For this month’s guest post we are featuring an essay published in the Journal of Religion & Society (2014) on how Muslims and Christians might embrace religious diversity. Benjamin DeVan asks and answers this question with a qualified yes. In an arena that is often stymied by complexities and layers of engrained cultural practices, he illuminates the essential concerns that arise when encountering others religiously diverse from oneself:

Given past and present collisions, can Evangelical Christians and Muslims embrace religious diversity and each other, and in what ways? At least three intersecting issue arcs emerge when approaching religious diversity. The first involves optimal ways for adherents of varying religions to interact. The second are truth questions: Are all religions and theologies equally valid, true, false, or do some more accurately or faithfully mediate ultimate reality? A third focus is salvation, telos, enlightenment, eternal joy. If Utopia, the Qur’anic Paradise, the Biblical New Heavens and Earth, the Hindu Nirvana, or the Amida Buddhist Pure Land exists or will exist (cf. John 14:1-3; Qur’an 9:72-73), shall many, all, or proportionally few people participate; and what role if any do religions and religious identity play enabling participation? (p. 2-3)

Dataset content:
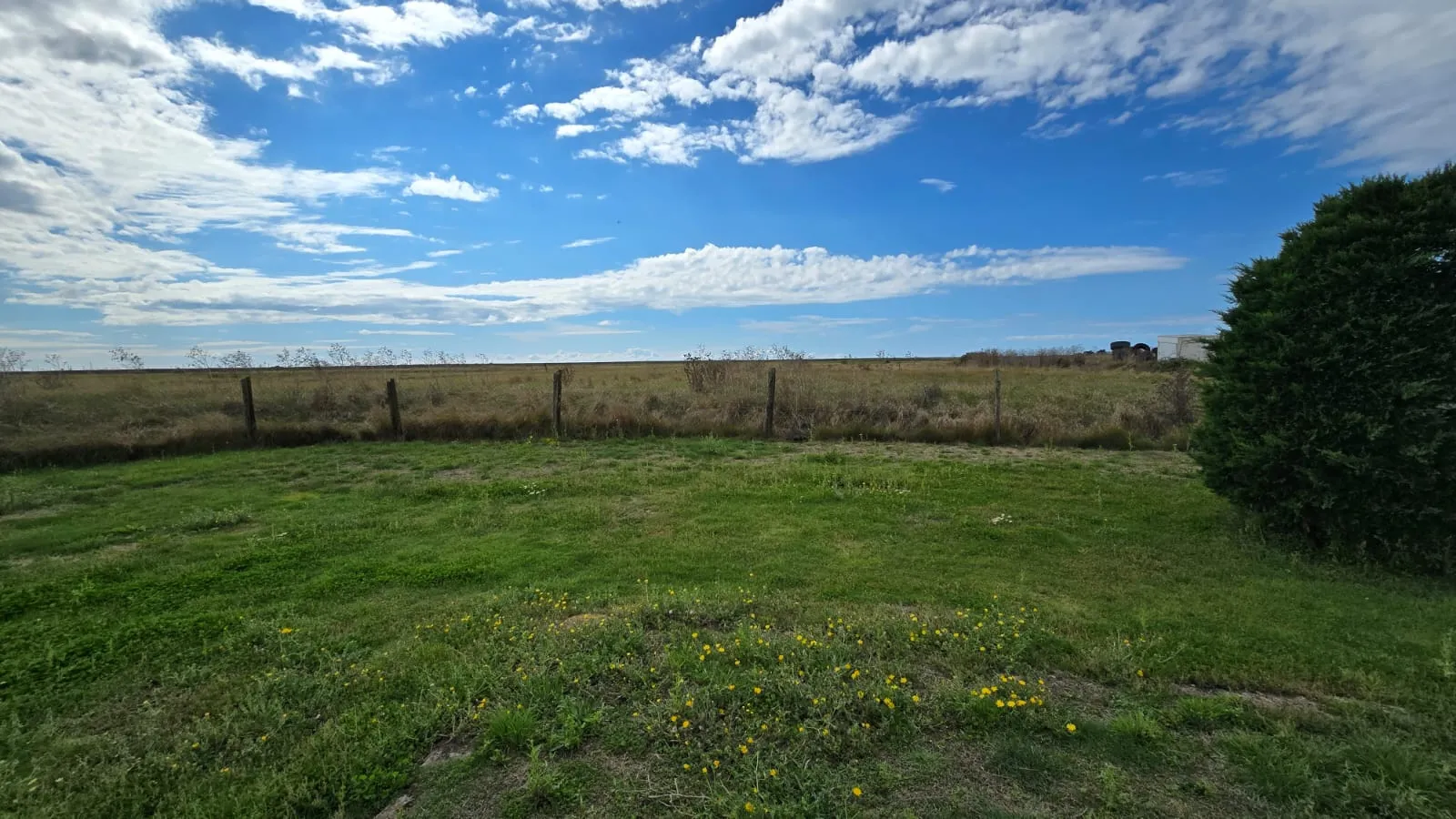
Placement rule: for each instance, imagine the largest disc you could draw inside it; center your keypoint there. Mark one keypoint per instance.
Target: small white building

Stated problem: Transcribe the passage above on how Muslims and Christians might embrace religious diversity, word for word and in full.

The answer:
For this month’s guest post we are featuring an essay published in the Journal of Religion & Society (2014) on how Muslims and Christians might embrace religious diversity. Benjamin DeVan asks and answers this question with a qualified yes. In an arena that is often stymied by complexities and layers of engrained cultural practices, he illuminates the essential concerns that arise when encountering others religiously diverse from oneself:

Given past and present collisions, can Evangelical Christians and Muslims embrace religious diversity and each other, and in what ways? At least three intersecting issue arcs emerge when approaching religious diversity. The first involves optimal ways for adherents of varying religions to interact. The second are truth questions: Are all religions and theologies equally valid, true, false, or do some more accurately or faithfully mediate ultimate reality? A third focus is salvation, telos, enlightenment, eternal joy. If Utopia, the Qur’anic Paradise, the Biblical New Heavens and Earth, the Hindu Nirvana, or the Amida Buddhist Pure Land exists or will exist (cf. John 14:1-3; Qur’an 9:72-73), shall many, all, or proportionally few people participate; and what role if any do religions and religious identity play enabling participation? (p. 2-3)